→ **Activity**
Scan the entries for lines with the word "jeans" and copy those lines.

====

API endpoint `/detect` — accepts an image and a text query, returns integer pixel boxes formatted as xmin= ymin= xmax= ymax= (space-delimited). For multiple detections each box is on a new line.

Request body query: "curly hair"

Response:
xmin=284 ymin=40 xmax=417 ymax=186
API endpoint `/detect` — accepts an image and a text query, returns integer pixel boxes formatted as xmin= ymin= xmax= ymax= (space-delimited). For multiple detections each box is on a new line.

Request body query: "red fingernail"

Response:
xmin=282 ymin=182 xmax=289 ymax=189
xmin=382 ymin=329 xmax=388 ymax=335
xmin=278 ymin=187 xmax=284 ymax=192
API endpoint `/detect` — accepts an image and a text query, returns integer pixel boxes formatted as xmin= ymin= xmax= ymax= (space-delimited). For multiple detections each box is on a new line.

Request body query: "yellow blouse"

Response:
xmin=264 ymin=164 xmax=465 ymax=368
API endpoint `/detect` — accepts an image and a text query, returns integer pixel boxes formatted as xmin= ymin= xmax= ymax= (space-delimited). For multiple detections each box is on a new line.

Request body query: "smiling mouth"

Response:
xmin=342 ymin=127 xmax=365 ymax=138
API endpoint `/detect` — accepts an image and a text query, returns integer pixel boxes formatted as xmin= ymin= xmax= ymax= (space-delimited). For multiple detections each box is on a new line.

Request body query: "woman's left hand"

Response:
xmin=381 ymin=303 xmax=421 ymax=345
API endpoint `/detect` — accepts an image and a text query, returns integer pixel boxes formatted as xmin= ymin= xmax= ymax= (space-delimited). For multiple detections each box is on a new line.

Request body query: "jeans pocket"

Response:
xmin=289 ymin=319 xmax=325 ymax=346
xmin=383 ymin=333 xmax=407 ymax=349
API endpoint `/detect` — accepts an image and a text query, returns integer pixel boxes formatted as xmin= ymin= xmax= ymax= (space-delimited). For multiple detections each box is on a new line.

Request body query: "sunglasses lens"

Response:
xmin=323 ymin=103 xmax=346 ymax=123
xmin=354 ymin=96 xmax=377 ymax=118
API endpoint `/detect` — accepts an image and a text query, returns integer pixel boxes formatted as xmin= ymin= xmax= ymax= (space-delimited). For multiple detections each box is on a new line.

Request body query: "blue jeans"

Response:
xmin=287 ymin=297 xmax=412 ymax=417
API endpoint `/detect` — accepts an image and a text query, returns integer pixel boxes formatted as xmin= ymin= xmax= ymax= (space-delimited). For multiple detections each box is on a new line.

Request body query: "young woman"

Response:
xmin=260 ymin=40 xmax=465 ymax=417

====

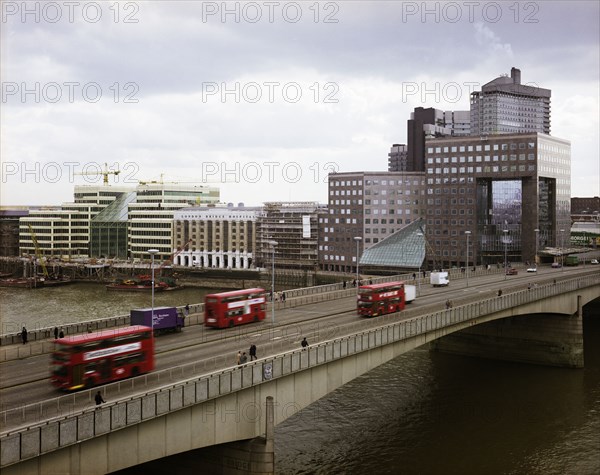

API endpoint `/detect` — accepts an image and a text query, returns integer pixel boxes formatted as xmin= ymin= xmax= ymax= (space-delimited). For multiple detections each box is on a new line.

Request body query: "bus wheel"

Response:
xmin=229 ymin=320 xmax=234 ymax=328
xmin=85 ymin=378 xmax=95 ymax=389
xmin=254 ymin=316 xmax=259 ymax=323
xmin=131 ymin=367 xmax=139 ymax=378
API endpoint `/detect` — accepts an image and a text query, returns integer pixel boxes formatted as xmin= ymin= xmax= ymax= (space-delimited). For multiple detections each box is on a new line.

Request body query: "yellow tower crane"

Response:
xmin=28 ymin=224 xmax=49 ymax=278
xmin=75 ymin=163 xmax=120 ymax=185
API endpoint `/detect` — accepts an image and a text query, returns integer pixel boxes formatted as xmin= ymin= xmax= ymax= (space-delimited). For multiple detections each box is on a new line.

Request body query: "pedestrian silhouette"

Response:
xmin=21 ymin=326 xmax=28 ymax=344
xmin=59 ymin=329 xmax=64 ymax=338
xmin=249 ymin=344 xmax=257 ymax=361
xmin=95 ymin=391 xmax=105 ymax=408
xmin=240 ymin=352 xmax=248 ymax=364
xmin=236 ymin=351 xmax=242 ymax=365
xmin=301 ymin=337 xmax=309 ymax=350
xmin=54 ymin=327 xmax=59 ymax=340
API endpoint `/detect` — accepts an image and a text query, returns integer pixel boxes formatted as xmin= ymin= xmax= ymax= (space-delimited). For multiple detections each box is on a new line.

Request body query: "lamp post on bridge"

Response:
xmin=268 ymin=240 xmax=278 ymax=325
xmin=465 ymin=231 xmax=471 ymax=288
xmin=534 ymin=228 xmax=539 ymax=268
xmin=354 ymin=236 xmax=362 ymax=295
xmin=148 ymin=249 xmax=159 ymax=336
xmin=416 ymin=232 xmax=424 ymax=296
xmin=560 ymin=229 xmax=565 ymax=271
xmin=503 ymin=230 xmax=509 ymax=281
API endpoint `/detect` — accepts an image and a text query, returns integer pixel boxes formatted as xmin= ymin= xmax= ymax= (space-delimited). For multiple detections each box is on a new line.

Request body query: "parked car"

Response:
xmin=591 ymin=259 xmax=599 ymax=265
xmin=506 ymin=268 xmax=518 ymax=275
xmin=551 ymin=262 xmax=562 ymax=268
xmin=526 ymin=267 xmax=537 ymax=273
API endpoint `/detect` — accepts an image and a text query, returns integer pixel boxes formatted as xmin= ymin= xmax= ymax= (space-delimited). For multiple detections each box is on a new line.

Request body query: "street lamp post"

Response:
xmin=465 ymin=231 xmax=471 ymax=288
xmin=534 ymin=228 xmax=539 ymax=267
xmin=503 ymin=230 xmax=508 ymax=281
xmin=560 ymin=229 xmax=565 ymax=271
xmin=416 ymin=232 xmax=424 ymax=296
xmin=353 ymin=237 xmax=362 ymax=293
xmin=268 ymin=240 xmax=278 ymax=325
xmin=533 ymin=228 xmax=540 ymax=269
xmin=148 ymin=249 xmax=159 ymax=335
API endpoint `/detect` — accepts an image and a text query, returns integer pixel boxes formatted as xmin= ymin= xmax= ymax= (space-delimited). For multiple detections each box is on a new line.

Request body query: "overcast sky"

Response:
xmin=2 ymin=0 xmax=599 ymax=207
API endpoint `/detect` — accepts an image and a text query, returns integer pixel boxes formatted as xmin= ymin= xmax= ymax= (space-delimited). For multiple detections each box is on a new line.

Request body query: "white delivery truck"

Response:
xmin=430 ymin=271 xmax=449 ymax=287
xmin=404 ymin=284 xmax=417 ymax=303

====

→ **Result**
Request body query: "jeans pocket"
Request body query: "blue jeans"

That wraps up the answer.